- Instructions for the task: Copy every record word for word. Pictures are not part of the copy.

(Data records)
____________________
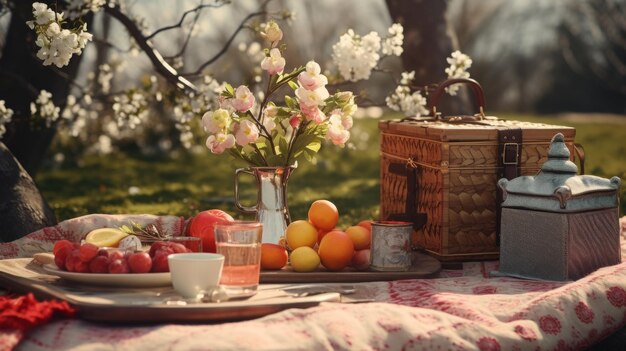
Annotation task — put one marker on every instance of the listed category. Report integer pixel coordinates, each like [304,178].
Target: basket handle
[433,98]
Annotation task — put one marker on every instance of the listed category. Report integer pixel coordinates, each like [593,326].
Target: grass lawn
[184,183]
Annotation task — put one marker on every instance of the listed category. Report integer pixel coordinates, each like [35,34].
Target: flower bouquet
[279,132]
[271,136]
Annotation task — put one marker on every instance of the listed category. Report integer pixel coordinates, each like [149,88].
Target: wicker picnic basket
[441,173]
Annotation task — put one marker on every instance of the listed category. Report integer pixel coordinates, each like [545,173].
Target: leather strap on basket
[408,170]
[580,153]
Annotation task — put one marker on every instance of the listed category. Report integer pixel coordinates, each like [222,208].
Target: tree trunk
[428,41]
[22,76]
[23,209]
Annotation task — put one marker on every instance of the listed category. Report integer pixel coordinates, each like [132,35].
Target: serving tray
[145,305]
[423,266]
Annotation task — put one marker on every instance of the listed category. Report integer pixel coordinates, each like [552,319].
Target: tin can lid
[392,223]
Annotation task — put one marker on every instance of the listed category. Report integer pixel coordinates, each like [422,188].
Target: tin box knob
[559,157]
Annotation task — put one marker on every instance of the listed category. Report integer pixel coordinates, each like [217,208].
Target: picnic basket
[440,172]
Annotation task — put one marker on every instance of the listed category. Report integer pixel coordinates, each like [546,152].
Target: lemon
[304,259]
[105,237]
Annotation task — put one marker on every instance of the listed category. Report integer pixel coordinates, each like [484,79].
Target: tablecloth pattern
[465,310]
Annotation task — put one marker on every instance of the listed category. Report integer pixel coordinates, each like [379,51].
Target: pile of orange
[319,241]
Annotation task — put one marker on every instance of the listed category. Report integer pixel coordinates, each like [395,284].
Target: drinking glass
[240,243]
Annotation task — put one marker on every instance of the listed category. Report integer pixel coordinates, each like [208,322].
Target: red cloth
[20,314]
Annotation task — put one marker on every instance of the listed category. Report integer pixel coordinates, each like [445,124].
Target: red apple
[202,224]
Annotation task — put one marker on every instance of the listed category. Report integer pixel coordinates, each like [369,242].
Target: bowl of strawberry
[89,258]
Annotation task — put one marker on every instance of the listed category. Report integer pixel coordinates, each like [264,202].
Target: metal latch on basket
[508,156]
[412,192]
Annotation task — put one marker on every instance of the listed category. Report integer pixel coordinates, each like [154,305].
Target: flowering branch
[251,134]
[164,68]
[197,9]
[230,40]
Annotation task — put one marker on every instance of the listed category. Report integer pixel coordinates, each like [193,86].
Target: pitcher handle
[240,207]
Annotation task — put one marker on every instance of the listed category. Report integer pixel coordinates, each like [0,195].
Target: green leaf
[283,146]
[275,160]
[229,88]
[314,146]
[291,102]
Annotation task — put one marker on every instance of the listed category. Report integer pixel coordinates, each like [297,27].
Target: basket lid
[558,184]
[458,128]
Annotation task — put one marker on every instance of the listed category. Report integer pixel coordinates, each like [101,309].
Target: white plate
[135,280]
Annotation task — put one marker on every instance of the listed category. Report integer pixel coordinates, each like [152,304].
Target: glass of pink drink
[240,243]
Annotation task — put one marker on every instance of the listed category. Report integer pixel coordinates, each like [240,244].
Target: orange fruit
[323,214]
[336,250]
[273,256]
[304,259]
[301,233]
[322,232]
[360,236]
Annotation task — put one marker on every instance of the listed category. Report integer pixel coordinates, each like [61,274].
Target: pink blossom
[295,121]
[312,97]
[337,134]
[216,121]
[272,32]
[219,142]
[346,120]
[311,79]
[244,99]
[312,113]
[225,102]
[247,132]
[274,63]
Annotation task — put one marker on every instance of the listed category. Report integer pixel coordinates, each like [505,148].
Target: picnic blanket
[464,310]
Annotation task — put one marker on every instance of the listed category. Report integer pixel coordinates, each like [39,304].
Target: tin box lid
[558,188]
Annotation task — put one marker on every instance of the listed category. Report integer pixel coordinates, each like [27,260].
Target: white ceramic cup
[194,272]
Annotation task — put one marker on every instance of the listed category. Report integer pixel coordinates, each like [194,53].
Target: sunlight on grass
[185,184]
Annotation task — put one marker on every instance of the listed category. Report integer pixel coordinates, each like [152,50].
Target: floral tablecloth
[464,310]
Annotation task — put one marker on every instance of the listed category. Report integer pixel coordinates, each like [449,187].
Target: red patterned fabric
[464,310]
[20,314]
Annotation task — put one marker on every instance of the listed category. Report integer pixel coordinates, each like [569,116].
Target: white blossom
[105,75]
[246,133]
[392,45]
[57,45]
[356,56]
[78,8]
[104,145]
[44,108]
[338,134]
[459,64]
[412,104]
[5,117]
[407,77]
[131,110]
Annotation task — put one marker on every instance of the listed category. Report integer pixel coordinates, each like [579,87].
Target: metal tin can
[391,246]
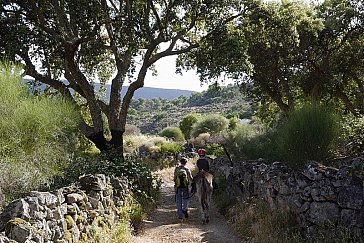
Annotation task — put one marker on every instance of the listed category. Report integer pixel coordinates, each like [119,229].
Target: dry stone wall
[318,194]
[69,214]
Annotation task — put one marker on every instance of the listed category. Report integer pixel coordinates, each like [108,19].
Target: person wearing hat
____________________
- Your solution:
Annotation task — put one marker on every instance of the listed category. Report integer pixel coordinates, each like [304,178].
Target: basket handle
[433,98]
Annotation task — put one marker on every instance of the listed category. Report integer pixel coordinates, each like [593,326].
Target: grass lawn
[184,183]
Annotation task — put one marker on every instance of the listed category. Report integer pixel coordinates, each like [35,34].
Target: flower bouquet
[279,132]
[271,136]
Annotation task — put one marker on every instance of the listed category. Report integer pixel coordinates, each like [149,88].
Target: wicker picnic basket
[441,173]
Annotation task — put one marker on every instance of the listed category. Report integer pixel coordinates, each like [545,173].
Target: leather strap on basket
[408,170]
[580,153]
Annotation task — put one marker on every instance of the listed category. Report integer pixel coordinates, each like [222,208].
Target: tree trunk
[428,41]
[22,76]
[23,209]
Annotation task — put one marker on every instance of the listed category. Report integer pixel coordinates, each like [132,35].
Target: serving tray
[145,305]
[423,266]
Annotation task — put one marker on every instance of the listed category. Report integer pixel coordinates, each like [552,319].
Target: tin can lid
[392,223]
Annotation task — put one marker on every instance of the listed category. Report integer pixel coordinates, each like [422,188].
Target: tin box knob
[559,157]
Annotation task — put one marker on every instance of the listed category. Report integer pixel coordinates, each like [217,208].
Target: picnic basket
[440,172]
Annotation task — put one marker on every instance of the listed category. Report integer pixel coordinates, each like [546,152].
Target: lemon
[304,259]
[105,237]
Annotation task — put one marker on every instance of the listed category. Report integer pixel coordinates, each like [484,79].
Target: tablecloth pattern
[465,310]
Annotation task — put one marker on every instance of the listed category. Report integer pixel coordinates, each like [379,51].
Target: pile of orange
[319,241]
Annotation task — put one marker on every instance of the listed category. Report integer pixel coordinates, each like [395,284].
Target: drinking glass
[240,243]
Annotation task — put one marker on every instance of the listed category. Report integer pixel coordinates, each like [208,322].
Target: red cloth
[20,314]
Annotation task — put one marker on every instance of the listed category. Report integer pixel coordinates, each like [445,124].
Target: red apple
[202,224]
Annotation task — put one marker on every instance of the listed category. Report integer pixel coordinates, each like [369,242].
Target: bowl of strawberry
[89,258]
Annotation task — put one marker on every instance of the listed category. Report integer pixel coordinates, each like [264,202].
Target: metal latch on basket
[508,156]
[412,192]
Annotation task — put one marker on every instance of the listed category. Report integer pixel coordinates, each like [154,305].
Target: flowering branch
[251,134]
[164,68]
[197,9]
[230,40]
Annotation task — put one marker on every instance of the listed category. Report integer pixel coordinates, each like [193,86].
Target: pitcher handle
[240,207]
Annotation task — put one marker on every instance of the listed category. Report integer pixel coordinates, each like [0,195].
Target: green leaf
[283,146]
[275,160]
[229,88]
[314,146]
[291,102]
Annotation task — put one marker on every instance of the listed category. Report integer pixel coordinates, each like [297,27].
Target: basket lid
[558,184]
[458,128]
Annotation task — put one marker on every instance of the listed category. Report integer pixel coordinates, each like [101,309].
Target: white plate
[135,280]
Annotation task — put one marker on every instance of the listed category. Report integer pixel coordinates, each like [152,304].
Target: glass of pink drink
[240,243]
Annotation task — put one marker on every instance of the listed category. Report integer pixel coordinates, each like [240,244].
Target: orange fruit
[323,214]
[336,250]
[273,256]
[304,259]
[301,233]
[322,232]
[360,236]
Annotation task — put one marker on every instance of the listed category. Report integer pixel coordinates, each like [61,274].
Target: pink blossom
[295,121]
[312,97]
[337,134]
[216,121]
[272,32]
[219,142]
[346,120]
[311,79]
[244,99]
[312,113]
[225,102]
[247,132]
[274,63]
Annotation task — put one marker on every instance of the listed category. Report integer pixel coordinates, each like [505,148].
Target: picnic blanket
[464,310]
Annotation task — put one marker on every instance of the listed category. Report integer pixel coordinates, each like [39,304].
Target: tin box lid
[558,188]
Annotation task — put one marker on every instance of the listed category. Report integer pixel coordinates, each like [27,260].
Target: white ceramic cup
[194,272]
Annotation task — put one marker on every instance of the listed category. Report integer pixel coordinates, each like [194,53].
Target: sunlight on grass
[185,184]
Annotation task — put one marker on every instance of the listed category. Report integer pixel coordinates, each like [152,50].
Target: floral tablecloth
[464,310]
Annotation task — put one marker on every instance of the listed category. Report integer pixel coordinates, each like [449,187].
Target: red patterned fabric
[464,310]
[20,314]
Annotation task — put one marker on every instance of the listed category. Report integer pixel coordinates, each like [569,116].
Target: white blossom
[105,75]
[246,133]
[392,45]
[57,45]
[356,56]
[78,8]
[104,145]
[44,108]
[338,134]
[459,64]
[412,104]
[5,117]
[407,77]
[131,110]
Annotation task — put one marker on every instance of the listed category. Report integer pixel coordinates, each like [579,87].
Target: metal tin can
[391,246]
Annotation task — put one marker on every instance of the listed category. Report integer pixel coordinates, each like [119,229].
Target: dry stone wall
[318,194]
[69,214]
Annotation task — put one marker on every instance of the listed category. Report integer pixel coordinates, each like [108,19].
Target: person wearing hat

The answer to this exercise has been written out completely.